* **EXERCISE**:
Write out exactly the lines from the one containing "point: floor lamp" through the last line of the records below, and no others.

*** Opening SUPPLIED INFORMATION ***

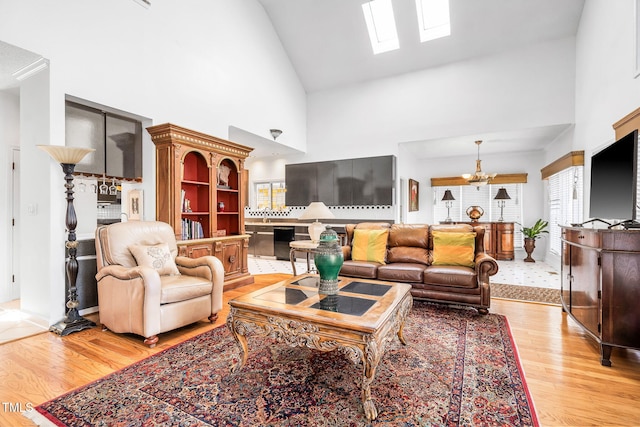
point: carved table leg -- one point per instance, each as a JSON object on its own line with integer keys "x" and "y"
{"x": 403, "y": 313}
{"x": 370, "y": 363}
{"x": 292, "y": 258}
{"x": 605, "y": 355}
{"x": 241, "y": 340}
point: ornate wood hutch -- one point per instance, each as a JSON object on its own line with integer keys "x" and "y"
{"x": 200, "y": 187}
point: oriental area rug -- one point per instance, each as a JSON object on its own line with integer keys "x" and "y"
{"x": 459, "y": 368}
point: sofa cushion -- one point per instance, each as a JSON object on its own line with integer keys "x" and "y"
{"x": 450, "y": 275}
{"x": 369, "y": 245}
{"x": 453, "y": 248}
{"x": 157, "y": 257}
{"x": 412, "y": 235}
{"x": 363, "y": 269}
{"x": 401, "y": 272}
{"x": 408, "y": 254}
{"x": 183, "y": 288}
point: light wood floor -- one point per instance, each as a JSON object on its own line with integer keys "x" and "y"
{"x": 561, "y": 365}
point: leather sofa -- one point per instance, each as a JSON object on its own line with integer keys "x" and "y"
{"x": 144, "y": 288}
{"x": 409, "y": 259}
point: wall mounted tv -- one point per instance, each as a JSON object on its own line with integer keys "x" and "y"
{"x": 614, "y": 180}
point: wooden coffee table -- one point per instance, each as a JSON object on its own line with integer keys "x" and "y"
{"x": 359, "y": 321}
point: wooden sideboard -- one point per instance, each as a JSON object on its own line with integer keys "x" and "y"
{"x": 498, "y": 238}
{"x": 601, "y": 286}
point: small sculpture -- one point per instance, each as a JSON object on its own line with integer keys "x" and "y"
{"x": 223, "y": 175}
{"x": 475, "y": 212}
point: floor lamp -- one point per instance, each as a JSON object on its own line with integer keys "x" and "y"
{"x": 68, "y": 157}
{"x": 448, "y": 201}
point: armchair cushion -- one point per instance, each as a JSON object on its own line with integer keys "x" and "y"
{"x": 157, "y": 257}
{"x": 453, "y": 248}
{"x": 182, "y": 287}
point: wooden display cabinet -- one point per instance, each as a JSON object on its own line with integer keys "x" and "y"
{"x": 200, "y": 188}
{"x": 600, "y": 288}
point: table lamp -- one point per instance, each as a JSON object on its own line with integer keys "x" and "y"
{"x": 448, "y": 201}
{"x": 501, "y": 197}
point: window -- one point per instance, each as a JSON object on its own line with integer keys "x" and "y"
{"x": 433, "y": 19}
{"x": 270, "y": 195}
{"x": 466, "y": 196}
{"x": 565, "y": 203}
{"x": 381, "y": 23}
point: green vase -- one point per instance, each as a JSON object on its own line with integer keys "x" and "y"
{"x": 328, "y": 259}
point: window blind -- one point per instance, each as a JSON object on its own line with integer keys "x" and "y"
{"x": 565, "y": 203}
{"x": 467, "y": 195}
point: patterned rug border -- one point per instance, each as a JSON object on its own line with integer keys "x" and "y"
{"x": 523, "y": 293}
{"x": 42, "y": 417}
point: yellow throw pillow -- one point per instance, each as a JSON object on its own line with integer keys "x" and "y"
{"x": 369, "y": 245}
{"x": 157, "y": 257}
{"x": 454, "y": 248}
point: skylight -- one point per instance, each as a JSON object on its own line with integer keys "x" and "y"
{"x": 381, "y": 24}
{"x": 433, "y": 19}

*** Closing SUPPLIED INFORMATION ***

* **FINISHED EXERCISE**:
point: floor lamp -- one point per instance, each as a JSON object on its own line with integer keys "x" and "y"
{"x": 68, "y": 157}
{"x": 448, "y": 201}
point: armchair cushion -- one point per instance, each as a JSON object on its own line with integer keys "x" and "y"
{"x": 157, "y": 257}
{"x": 453, "y": 248}
{"x": 182, "y": 287}
point: wooden display cabinet -- one point per instance, each as a JSON object on its own line with integer keys "x" and "y"
{"x": 200, "y": 188}
{"x": 600, "y": 288}
point: table lamp -- one point per instance, each as a JSON object on its own line with integer keys "x" and "y"
{"x": 448, "y": 201}
{"x": 501, "y": 197}
point: window -- one point per instance, each as a JSON object on its own line with integer keys "x" and "y"
{"x": 433, "y": 19}
{"x": 270, "y": 195}
{"x": 466, "y": 196}
{"x": 565, "y": 203}
{"x": 381, "y": 23}
point: green vase -- one point per instance, each as a JSON object on its own line with integer keys "x" and "y"
{"x": 328, "y": 259}
point: window blind -- one point per instance, each as a JSON object on its own line with integer keys "x" and "y"
{"x": 565, "y": 203}
{"x": 467, "y": 195}
point: patterned rug border -- one point per instance, each as a JSON object on its own line with integer keys "x" and "y"
{"x": 523, "y": 293}
{"x": 42, "y": 417}
point: yellow throw pillow -- one point per instance, each as a JSON object on its own line with integer keys "x" and "y"
{"x": 369, "y": 245}
{"x": 157, "y": 257}
{"x": 454, "y": 248}
point: skylight -- one point per instance, each as a JSON object on its own line with integer keys "x" and "y"
{"x": 381, "y": 24}
{"x": 433, "y": 19}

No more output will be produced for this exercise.